## Dokumenttext
···

Ja, hier stand eines der Kernprobleme unserer deutschen Entwicklung überhaupt zur Entscheidung: die überparteiliche Organisation mit klarem politischem Ziel. Gestatten Sie, das ich an diesem Punkt noch einmal auf die Zeit vorher zurück. komme, weil die Erfahrungen, die wir in der Widerstandsarbeit gemacht hatten, unser Urteil beeinflussten und wir erst langsam und mit vielen Schmerzen lernen mussten, dass nicht alle dort gewachsenen Hoffnungen sich nun verwirklichten.
Wir kannten überparteiliche Arbeit! In unserem Kreis z. B. haben in enger Kameradschaft Männer und Frauen der verschiedenen Weltanschauungen jahrelang zusammengearbeitet:
Katholische und protestantische Studenten, Sozialdemokraten, wie der Kultusminister Adolf Grimme, parteilich nicht gebundene Humanisten und Pazifisten und ausgesprochene Marxisten, wie Dr. Harnack und Walter Husemann, um nur einige Namen zu nennen. Man hat freimütig über die Unterschiede in den letzten Zielen und den Wegen dahin gesprochen, nichts verwischt, ehrlich um die Grundlinie diskutiert, ohne dass deshalb die gemeinsame Arbeit auch nur einen Tag lang in Frage gestellt wurde. Ich nehme an, dass ich nicht die einzige war, die den Glauben mitbrachte, der Berg von Schwierigkeiten könne nur in Zusammenarbeit mit allen, die den Segen dieser Einträchtigkeit selbst erfahren hatten, überwunden werden.
Musste ich nicht in diesem Glauben bestärkt werden, z. B. durch die Tatsache, dass meine erste öffentliche Ansprache überhaupt im Juli oder August 1945 gemeinsam mit Frau Louise Schroeder stattfinden konnte und ohne dass eine von uns den Standpunkt zu verhüllen brauchte, von dem aus sie Ziel und Richtung sah?
Die Betonung der Überparteilichkeit statt der Gemeinschaftsarbeit der Parteien schien mir wie eine Kritik an der bewiesenen Bereitschaft aller meiner Freunde, auf fester demokratischer Basis für die durch strenge Arbeit und gewissenhafte Prüfung als richtig erkannten Grundsätze, die sich in einer Partei verkörperten, zu wirken.
Aber diese demokratische Basis fehlte. So haben die Ereignisse nicht mir, sondern dem Kulturbund recht gegeben.

···

## Gestellte Aufgabe A
Prüfe, ob die folgenden Aussagen mit dem Dokumenttext übereinstimmen, und antworte jeweils mit Ja oder Nein samt den entscheidenden Worten des Textes als wörtlichem Zitat: (i) Im Kreis der sprechenden Person arbeiteten Männer und Frauen verschiedener Weltanschauungen jahrelang zusammen. (ii) Die erste öffentliche Ansprache fand im Jahr 1946 statt. (iii) Die demokratische Basis war vorhanden.

···

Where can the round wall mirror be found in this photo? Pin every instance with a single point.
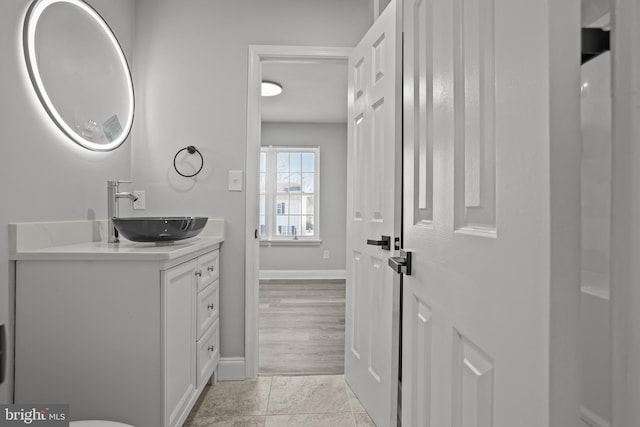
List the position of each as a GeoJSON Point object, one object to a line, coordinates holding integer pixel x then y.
{"type": "Point", "coordinates": [79, 72]}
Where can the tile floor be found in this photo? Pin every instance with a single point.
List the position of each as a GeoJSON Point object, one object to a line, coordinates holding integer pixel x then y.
{"type": "Point", "coordinates": [278, 401]}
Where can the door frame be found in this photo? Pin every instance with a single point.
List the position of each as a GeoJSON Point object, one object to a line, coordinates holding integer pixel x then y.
{"type": "Point", "coordinates": [625, 207]}
{"type": "Point", "coordinates": [258, 54]}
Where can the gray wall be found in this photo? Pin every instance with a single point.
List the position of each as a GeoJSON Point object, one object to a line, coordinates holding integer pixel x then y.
{"type": "Point", "coordinates": [190, 75]}
{"type": "Point", "coordinates": [332, 140]}
{"type": "Point", "coordinates": [45, 177]}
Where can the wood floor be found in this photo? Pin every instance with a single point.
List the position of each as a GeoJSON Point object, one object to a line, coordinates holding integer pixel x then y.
{"type": "Point", "coordinates": [302, 327]}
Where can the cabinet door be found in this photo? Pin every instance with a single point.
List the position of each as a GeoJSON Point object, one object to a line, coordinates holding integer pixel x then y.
{"type": "Point", "coordinates": [208, 354]}
{"type": "Point", "coordinates": [179, 288]}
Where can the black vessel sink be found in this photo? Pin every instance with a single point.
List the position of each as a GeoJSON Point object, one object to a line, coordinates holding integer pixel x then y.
{"type": "Point", "coordinates": [159, 229]}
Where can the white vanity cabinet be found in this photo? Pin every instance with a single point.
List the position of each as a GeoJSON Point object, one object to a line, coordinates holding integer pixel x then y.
{"type": "Point", "coordinates": [133, 341]}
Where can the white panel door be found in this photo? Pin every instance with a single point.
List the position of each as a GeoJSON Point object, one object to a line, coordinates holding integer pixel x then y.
{"type": "Point", "coordinates": [372, 314]}
{"type": "Point", "coordinates": [486, 301]}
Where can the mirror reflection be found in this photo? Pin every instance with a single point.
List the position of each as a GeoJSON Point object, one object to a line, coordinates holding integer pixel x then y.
{"type": "Point", "coordinates": [79, 72]}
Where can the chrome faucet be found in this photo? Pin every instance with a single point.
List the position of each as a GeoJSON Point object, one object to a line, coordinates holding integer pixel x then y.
{"type": "Point", "coordinates": [112, 207]}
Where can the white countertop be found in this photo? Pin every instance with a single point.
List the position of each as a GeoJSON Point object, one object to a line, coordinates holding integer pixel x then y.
{"type": "Point", "coordinates": [81, 240]}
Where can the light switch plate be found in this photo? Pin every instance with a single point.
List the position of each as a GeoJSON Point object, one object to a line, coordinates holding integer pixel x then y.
{"type": "Point", "coordinates": [141, 203]}
{"type": "Point", "coordinates": [235, 180]}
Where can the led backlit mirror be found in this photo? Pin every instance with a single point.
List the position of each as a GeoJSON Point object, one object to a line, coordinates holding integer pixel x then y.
{"type": "Point", "coordinates": [79, 72]}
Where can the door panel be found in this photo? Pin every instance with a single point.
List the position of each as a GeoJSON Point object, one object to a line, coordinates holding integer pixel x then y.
{"type": "Point", "coordinates": [484, 299]}
{"type": "Point", "coordinates": [372, 315]}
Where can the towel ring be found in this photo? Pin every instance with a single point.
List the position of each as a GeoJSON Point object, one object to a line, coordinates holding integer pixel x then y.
{"type": "Point", "coordinates": [191, 150]}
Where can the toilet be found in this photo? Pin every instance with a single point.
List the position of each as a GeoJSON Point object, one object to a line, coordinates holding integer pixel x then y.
{"type": "Point", "coordinates": [97, 423]}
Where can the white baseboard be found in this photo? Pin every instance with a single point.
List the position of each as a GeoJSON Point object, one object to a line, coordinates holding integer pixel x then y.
{"type": "Point", "coordinates": [302, 274]}
{"type": "Point", "coordinates": [231, 368]}
{"type": "Point", "coordinates": [592, 418]}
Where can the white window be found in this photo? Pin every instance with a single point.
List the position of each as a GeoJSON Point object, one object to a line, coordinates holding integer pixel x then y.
{"type": "Point", "coordinates": [289, 193]}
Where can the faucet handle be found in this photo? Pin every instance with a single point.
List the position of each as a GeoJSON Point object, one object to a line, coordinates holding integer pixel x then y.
{"type": "Point", "coordinates": [115, 182]}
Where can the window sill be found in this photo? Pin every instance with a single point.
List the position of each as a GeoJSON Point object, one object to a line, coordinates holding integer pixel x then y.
{"type": "Point", "coordinates": [290, 242]}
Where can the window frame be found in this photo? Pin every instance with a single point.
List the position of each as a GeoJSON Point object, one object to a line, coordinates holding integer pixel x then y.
{"type": "Point", "coordinates": [271, 195]}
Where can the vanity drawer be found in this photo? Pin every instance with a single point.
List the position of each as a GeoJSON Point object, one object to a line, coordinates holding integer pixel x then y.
{"type": "Point", "coordinates": [208, 354]}
{"type": "Point", "coordinates": [208, 310]}
{"type": "Point", "coordinates": [209, 266]}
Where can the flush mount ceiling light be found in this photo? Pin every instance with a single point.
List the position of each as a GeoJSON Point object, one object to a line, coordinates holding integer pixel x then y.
{"type": "Point", "coordinates": [271, 89]}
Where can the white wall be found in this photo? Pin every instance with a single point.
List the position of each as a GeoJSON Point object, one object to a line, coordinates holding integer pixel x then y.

···

## Gestellte Aufgabe B
Ermittle, wie viele Zeilen der Datensätze die Zeichenfolge "window" enthalten, wobei Groß- und Kleinschreibung zu beachten ist. Gib nur die Zahl an.

## Korrekte Ausgabe A
(i) Ja: „In unserem Kreis z. B. haben in enger Kameradschaft Männer und Frauen der verschiedenen Weltanschauungen jahrelang zusammengearbeitet“
(ii) Nein: „dass meine erste öffentliche Ansprache überhaupt im Juli oder August 1945 gemeinsam mit Frau Louise Schroeder stattfinden konnte“
(iii) Nein: „Aber diese demokratische Basis fehlte.“

## Korrekte Ausgabe B
3